THINGS TO DO
A. In the Al Capone thread, what did Capone buy himself?
B. List every distinct username that appears as a post header in the Al Capone thread.
C. Decide whether each statement agrees with the Al Capone thread, and quote the words of the thread that settle it: (i) The bodyguard brought a cat into Capone's bedroom. (ii) asprn says this joke will be copied onto FaceBook. (iii) Capone found his chewed shoes in the evening.

# Al Capone



## loddy (Feb 12, 2007)

Al Capone bought himself a new pair of alligator skin shoes and was very pleased with them, one morning he woke to find his shoes badly chewed, he summonded his body gaurds and offered a reward for the capture of the culpprit.

The following day a large body gaurd entered his bedroom with a scrawny looking moggy and said

"Pardon me Al is this the cat that chewed your new shoes"


----------



## asprn (Feb 10, 2006)

You can rest assured that I'll not be copying THIS one onto FaceBook.......


----------



## loddy (Feb 12, 2007)

:lol: :lol: :lol:

too correct eh ?


----------



## asprn (Feb 10, 2006)

loddy said:


> :lol: :lol: :lol:
> too correct eh ?


Exactly - disgustingly inoffensive.

:lol:


----------



## Remus (Feb 10, 2011)

MATERIAL SHOWN

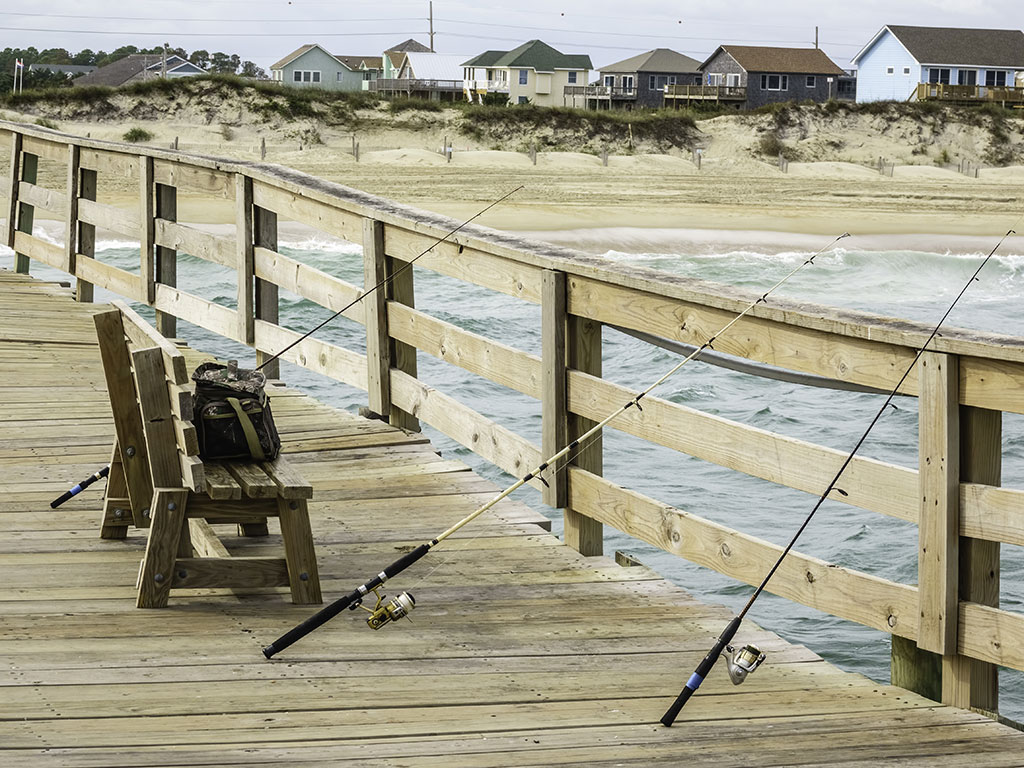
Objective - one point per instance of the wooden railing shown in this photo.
(410, 85)
(707, 92)
(944, 92)
(964, 382)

TASK RESPONSES
A. A new pair of alligator skin shoes.

B. loddy, asprn, Remus

C.
(i) Yes: "a large body gaurd entered his bedroom with a scrawny looking moggy"
(ii) No: "I'll not be copying THIS one onto FaceBook"
(iii) No: "one morning he woke to find his shoes badly chewed"